Below are several entries. Transcribe exactly those lines that fall from the one with "Mark one point on every instance of the green" through the one with "Mark one point on every instance of the black", end lines included.

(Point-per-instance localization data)

◇ ◇ ◇

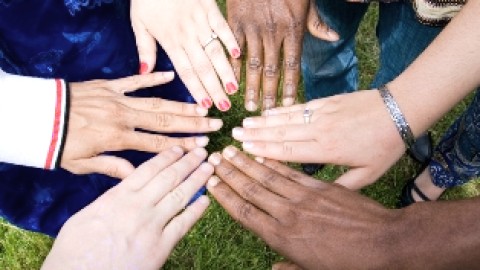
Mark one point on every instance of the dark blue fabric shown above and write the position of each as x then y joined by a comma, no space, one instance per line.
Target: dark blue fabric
76,40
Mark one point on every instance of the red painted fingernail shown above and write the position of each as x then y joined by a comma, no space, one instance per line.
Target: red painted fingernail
235,53
143,68
231,88
224,105
207,103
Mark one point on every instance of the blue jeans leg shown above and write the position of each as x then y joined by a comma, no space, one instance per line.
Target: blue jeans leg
330,68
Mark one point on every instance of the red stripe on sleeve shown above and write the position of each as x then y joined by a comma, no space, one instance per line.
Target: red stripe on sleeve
56,125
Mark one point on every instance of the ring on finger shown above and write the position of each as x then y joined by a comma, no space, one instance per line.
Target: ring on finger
213,36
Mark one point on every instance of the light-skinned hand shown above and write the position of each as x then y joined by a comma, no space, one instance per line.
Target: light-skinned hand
314,224
183,28
353,129
102,119
266,28
136,224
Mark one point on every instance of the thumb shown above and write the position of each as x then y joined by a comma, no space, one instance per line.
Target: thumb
109,165
356,178
147,48
317,27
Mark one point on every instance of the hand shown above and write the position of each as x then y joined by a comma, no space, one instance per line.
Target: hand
314,224
266,27
136,224
184,28
354,130
102,119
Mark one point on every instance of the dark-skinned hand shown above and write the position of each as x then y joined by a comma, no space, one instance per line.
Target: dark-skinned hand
314,224
265,28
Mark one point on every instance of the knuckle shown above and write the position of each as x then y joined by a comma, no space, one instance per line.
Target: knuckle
251,190
255,64
271,71
163,120
159,142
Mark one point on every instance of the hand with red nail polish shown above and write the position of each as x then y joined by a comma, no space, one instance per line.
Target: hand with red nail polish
264,27
194,34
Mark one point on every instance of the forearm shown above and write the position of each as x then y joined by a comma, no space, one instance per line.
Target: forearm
438,235
32,116
444,74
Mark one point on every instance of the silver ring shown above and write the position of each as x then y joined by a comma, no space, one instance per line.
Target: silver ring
307,116
213,36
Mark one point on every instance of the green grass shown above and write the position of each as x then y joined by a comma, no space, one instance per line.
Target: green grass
217,242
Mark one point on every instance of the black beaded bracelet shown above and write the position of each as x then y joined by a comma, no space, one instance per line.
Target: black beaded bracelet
397,117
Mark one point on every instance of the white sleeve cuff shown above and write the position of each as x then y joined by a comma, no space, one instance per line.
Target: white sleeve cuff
33,114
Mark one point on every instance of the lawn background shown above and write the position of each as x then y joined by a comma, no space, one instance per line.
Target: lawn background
217,242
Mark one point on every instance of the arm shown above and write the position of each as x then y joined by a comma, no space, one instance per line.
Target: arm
136,224
355,129
325,226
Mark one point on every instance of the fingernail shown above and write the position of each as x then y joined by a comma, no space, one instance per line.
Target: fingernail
213,181
215,124
177,149
237,132
207,103
224,105
206,167
201,152
235,53
229,152
143,68
247,145
248,122
231,88
215,159
288,101
201,141
260,160
168,75
201,111
204,200
251,106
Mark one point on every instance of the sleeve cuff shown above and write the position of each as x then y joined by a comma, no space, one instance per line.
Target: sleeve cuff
33,115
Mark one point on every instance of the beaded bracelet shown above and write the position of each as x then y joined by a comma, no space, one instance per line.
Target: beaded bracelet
397,117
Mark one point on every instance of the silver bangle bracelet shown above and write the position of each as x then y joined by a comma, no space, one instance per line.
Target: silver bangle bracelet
397,117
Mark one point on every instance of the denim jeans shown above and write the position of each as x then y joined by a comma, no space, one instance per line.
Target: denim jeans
332,68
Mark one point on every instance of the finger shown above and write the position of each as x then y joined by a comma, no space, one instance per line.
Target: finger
146,46
282,133
132,83
301,152
178,198
220,26
189,77
271,72
169,178
216,54
291,173
166,122
181,224
256,173
206,73
136,140
109,165
149,169
317,27
237,62
355,178
292,50
254,66
241,210
162,105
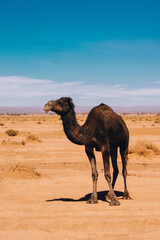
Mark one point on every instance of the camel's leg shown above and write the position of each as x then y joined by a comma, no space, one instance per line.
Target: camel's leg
107,174
124,156
113,154
92,159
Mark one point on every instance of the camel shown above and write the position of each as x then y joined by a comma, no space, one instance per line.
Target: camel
104,131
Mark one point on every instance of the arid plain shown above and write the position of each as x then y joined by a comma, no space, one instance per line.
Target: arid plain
45,181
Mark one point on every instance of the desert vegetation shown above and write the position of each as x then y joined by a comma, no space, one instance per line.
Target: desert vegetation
144,148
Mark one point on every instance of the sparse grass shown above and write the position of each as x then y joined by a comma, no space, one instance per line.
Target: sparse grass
11,132
33,137
157,120
8,142
20,170
144,148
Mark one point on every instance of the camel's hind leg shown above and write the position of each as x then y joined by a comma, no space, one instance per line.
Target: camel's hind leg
92,159
124,156
113,154
111,194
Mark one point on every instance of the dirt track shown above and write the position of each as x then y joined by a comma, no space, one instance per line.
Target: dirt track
53,204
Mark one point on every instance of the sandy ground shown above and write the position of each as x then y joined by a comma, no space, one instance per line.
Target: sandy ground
45,182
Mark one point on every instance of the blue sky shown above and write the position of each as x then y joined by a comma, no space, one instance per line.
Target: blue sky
93,51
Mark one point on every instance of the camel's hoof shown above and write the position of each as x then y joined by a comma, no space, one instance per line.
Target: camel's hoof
114,203
92,201
126,195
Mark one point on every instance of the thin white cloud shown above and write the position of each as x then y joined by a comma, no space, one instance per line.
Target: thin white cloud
20,88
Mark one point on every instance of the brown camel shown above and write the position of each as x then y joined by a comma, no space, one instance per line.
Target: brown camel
103,130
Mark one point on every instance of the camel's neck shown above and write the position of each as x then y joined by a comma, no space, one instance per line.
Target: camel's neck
72,129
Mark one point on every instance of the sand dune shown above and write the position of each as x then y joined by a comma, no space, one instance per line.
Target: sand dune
45,183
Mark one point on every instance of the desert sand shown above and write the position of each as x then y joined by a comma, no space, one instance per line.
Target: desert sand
45,181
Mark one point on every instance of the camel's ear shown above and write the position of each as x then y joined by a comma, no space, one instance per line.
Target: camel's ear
71,102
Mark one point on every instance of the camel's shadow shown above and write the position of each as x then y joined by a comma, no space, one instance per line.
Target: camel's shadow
101,196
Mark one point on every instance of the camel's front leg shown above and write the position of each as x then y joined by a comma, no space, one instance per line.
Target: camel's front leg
91,156
112,196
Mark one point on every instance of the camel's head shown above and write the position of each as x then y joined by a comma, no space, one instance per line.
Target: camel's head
60,106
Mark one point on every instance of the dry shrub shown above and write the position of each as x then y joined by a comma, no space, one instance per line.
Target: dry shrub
33,137
20,171
8,142
11,132
143,148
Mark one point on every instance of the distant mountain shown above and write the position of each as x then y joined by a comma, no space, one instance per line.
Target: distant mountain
81,109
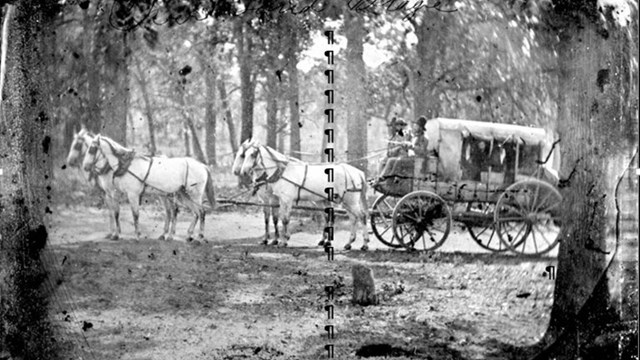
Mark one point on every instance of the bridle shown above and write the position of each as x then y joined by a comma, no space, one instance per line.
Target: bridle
93,151
258,161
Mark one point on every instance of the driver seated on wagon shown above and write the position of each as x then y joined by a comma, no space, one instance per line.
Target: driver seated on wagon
398,146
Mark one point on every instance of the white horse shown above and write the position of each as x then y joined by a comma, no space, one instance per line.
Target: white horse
184,178
265,194
292,181
101,174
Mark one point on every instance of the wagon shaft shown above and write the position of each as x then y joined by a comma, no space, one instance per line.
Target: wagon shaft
473,218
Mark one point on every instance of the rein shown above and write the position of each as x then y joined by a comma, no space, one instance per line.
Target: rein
278,175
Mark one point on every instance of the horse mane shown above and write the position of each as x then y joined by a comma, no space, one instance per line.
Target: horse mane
117,149
122,154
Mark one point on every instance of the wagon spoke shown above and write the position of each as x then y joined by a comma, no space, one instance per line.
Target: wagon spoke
510,219
543,236
535,198
541,203
533,239
548,208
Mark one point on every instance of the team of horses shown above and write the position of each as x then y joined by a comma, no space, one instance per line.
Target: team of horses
279,181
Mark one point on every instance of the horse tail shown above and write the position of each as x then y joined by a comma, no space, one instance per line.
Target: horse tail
363,193
211,195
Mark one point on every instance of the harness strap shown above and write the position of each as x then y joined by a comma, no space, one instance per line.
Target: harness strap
306,189
148,171
304,179
186,175
353,188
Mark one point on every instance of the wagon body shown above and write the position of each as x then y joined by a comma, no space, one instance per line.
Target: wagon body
491,169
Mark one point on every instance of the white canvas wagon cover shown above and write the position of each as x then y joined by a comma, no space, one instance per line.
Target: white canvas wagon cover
446,137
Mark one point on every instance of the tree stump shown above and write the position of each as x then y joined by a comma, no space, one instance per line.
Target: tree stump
364,291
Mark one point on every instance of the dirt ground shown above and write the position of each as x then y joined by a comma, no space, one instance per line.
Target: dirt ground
231,298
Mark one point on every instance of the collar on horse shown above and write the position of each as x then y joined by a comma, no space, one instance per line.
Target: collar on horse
124,161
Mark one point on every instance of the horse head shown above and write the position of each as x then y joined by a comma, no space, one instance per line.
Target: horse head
78,146
251,159
239,159
90,157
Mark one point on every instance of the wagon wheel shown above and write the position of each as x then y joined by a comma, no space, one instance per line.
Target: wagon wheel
527,217
483,230
381,222
421,221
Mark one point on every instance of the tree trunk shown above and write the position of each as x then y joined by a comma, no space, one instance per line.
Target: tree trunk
113,49
181,92
247,85
222,89
148,108
210,118
356,98
271,90
94,58
294,101
25,179
431,34
600,129
187,143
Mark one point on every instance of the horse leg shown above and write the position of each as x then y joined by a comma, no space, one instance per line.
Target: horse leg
325,235
167,217
352,237
116,216
285,211
111,205
201,213
134,201
196,215
266,211
274,217
365,231
174,219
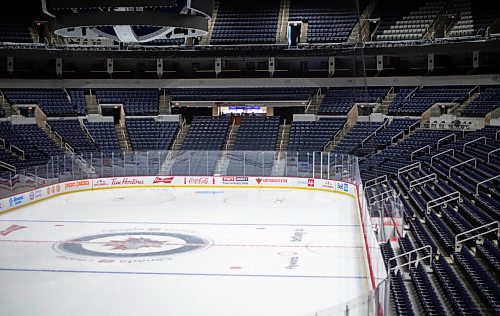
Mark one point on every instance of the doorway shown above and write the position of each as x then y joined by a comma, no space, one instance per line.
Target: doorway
294,33
114,111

◇ ◇ ◇

■ Written solution
Mark one point on every instance of the green grass shown above and write the position of each as x then y joined by a comma, no space, one instance per line.
Target: green grass
217,242
Mark one point on every instance of the black beaded bracelet shown above and write the position of each as x then y joined by a comma, no space, one instance per line.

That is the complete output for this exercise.